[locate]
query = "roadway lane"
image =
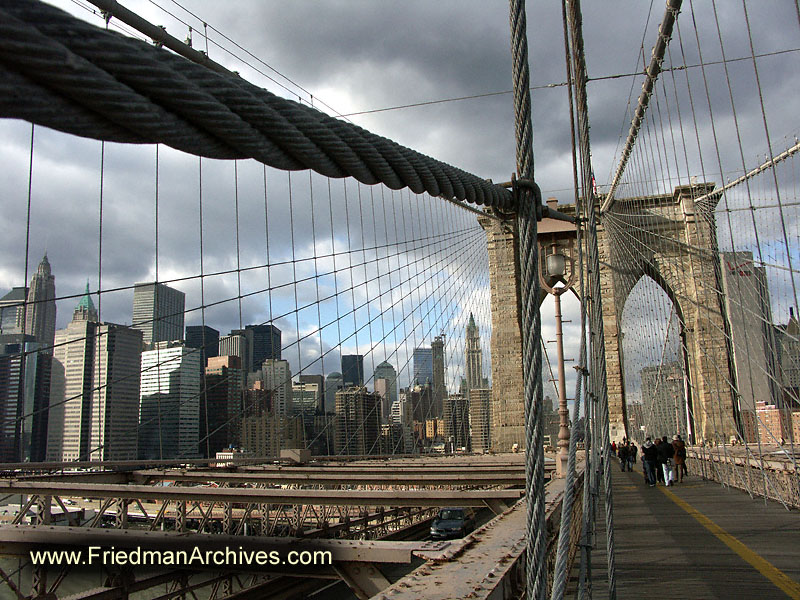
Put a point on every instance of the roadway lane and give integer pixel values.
(698, 540)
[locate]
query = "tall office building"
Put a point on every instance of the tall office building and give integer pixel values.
(266, 343)
(238, 343)
(480, 419)
(305, 399)
(169, 416)
(456, 422)
(221, 406)
(358, 423)
(24, 398)
(12, 311)
(474, 357)
(40, 316)
(158, 312)
(318, 381)
(115, 399)
(94, 389)
(333, 383)
(423, 366)
(752, 335)
(204, 338)
(352, 370)
(388, 389)
(663, 399)
(439, 373)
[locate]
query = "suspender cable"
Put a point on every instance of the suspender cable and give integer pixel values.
(653, 71)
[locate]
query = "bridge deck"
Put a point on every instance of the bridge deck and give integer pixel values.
(697, 539)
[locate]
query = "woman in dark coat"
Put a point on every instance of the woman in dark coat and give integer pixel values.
(680, 457)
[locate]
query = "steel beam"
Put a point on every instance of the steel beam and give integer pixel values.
(471, 498)
(365, 580)
(384, 478)
(18, 540)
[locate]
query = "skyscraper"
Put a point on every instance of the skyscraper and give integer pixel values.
(158, 312)
(474, 356)
(752, 336)
(169, 417)
(40, 316)
(266, 344)
(221, 413)
(352, 370)
(238, 343)
(277, 376)
(480, 419)
(423, 366)
(386, 372)
(439, 382)
(319, 381)
(205, 338)
(664, 400)
(358, 422)
(456, 421)
(12, 311)
(333, 383)
(71, 385)
(94, 389)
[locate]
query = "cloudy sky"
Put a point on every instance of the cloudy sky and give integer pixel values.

Task instructions:
Copy all the records above exactly, but leave out the pictures.

Worked solution:
[locate]
query = "roadway lane"
image =
Put a point on every instance of the roadway lane and give integer pixel values.
(698, 540)
[locate]
query = "tall office building"
Put a point on every instance of the tall office building and give integer pixel values.
(266, 343)
(238, 343)
(480, 419)
(305, 399)
(169, 416)
(456, 422)
(221, 406)
(358, 423)
(24, 398)
(12, 311)
(474, 357)
(40, 316)
(158, 312)
(318, 381)
(115, 399)
(94, 389)
(333, 383)
(423, 366)
(752, 335)
(204, 338)
(352, 370)
(388, 389)
(663, 399)
(439, 373)
[locate]
query = "suspender cable"
Put a point on every instance of the suspender cable and give integer pixel values.
(653, 71)
[locate]
query = "bridge deck"
Put a point on every instance of the bridge deck and give integer pixel values.
(697, 539)
[locate]
query = "woman in dark coat"
Put a point on every instance of the woman in dark coat and give integer pixel values.
(680, 457)
[locate]
query = "steel beam"
Put a point on every instance of the steel beam and give integer pixel values.
(471, 498)
(365, 580)
(384, 478)
(18, 540)
[locate]
query = "skyscraper"
Put a point on every instance of the skyscraper and give integer pixel values.
(158, 312)
(474, 356)
(752, 336)
(169, 417)
(40, 316)
(266, 344)
(221, 413)
(352, 370)
(238, 343)
(277, 376)
(480, 419)
(423, 366)
(386, 372)
(439, 382)
(319, 381)
(205, 338)
(664, 400)
(358, 422)
(456, 421)
(12, 311)
(333, 383)
(71, 385)
(94, 389)
[locate]
query = "cloudy sky"
Put a point on every instance of the cloudy sky and give integer pixel values.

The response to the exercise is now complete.